### DOCUMENT

# PINS - Mansfield Jetty - Tarpon on the Fly



## Top_Dog (Aug 1, 2007)

I'm still sorting through video, but I'm going to go ahead and post these up. We jumped multiple Tarpon and landed 3. The first two pictures are of the same fish I caught...on an 8wt haha!! My other Tarpon is on my buddy's GoPro. The last picture is my buddy and his first Tarpon. Sorry for the awful quality but I had to apply different filters to get the pictures to come out okay. It was pouring down rain when we stuck these fish...therefore it looks like I snapped the picture with a toaster. Again, if you couldn't make it out to PINS last week...well, you ought to re-evaluate your priorities.

This is the first year for me to target Tarpon on the fly and I brought 3 to the rocks in Texas. Unreal. Jumped plenty at Port A North and South jetties and at the Mansfield North and South jetties.

### DATASET ROWS
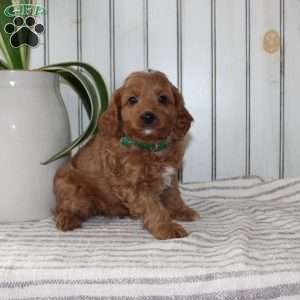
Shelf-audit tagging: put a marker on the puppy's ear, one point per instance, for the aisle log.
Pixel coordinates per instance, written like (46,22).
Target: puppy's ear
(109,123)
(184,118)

### TO DO
Continue the forum post about catching tarpon on the fly at the Mansfield jetties, starting after its last sentence.

### ANSWER TO THIS EXERCISE
I don't know why the Texas Fly Fisher's left the jetty so early hahaa didn't want to get soggy I suppose. :cloud:


----------



## southpaw (Feb 25, 2009)

That one you caught is a beast, congrats. I went tarpon fishing a couple weeks ago at the Port A jetties to try and catch some night time full moon ****. It was rough to say the least. Didn't even see any roll before sunset. I just recently got into chunking flies at the jetties and man it's a blast. I need to get better at casting though


----------



## Joe T (Dec 13, 2012)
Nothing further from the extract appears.